**WHAT IS REQUIRED**
Could you reproduce the listing with each occurrence of "keypoint" swapped for "marker" and everything else left as it is?

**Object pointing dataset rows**
________________________
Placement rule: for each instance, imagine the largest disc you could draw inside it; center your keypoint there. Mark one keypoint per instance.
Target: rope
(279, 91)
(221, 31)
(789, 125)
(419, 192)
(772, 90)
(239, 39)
________________________
**SOLUTION TO THE PROBLEM**
Placement rule: for each instance, imagine the largest disc you could draw inside it; center your marker there. Mark one marker per instance.
Target: rope
(279, 91)
(221, 31)
(789, 125)
(419, 192)
(772, 90)
(239, 39)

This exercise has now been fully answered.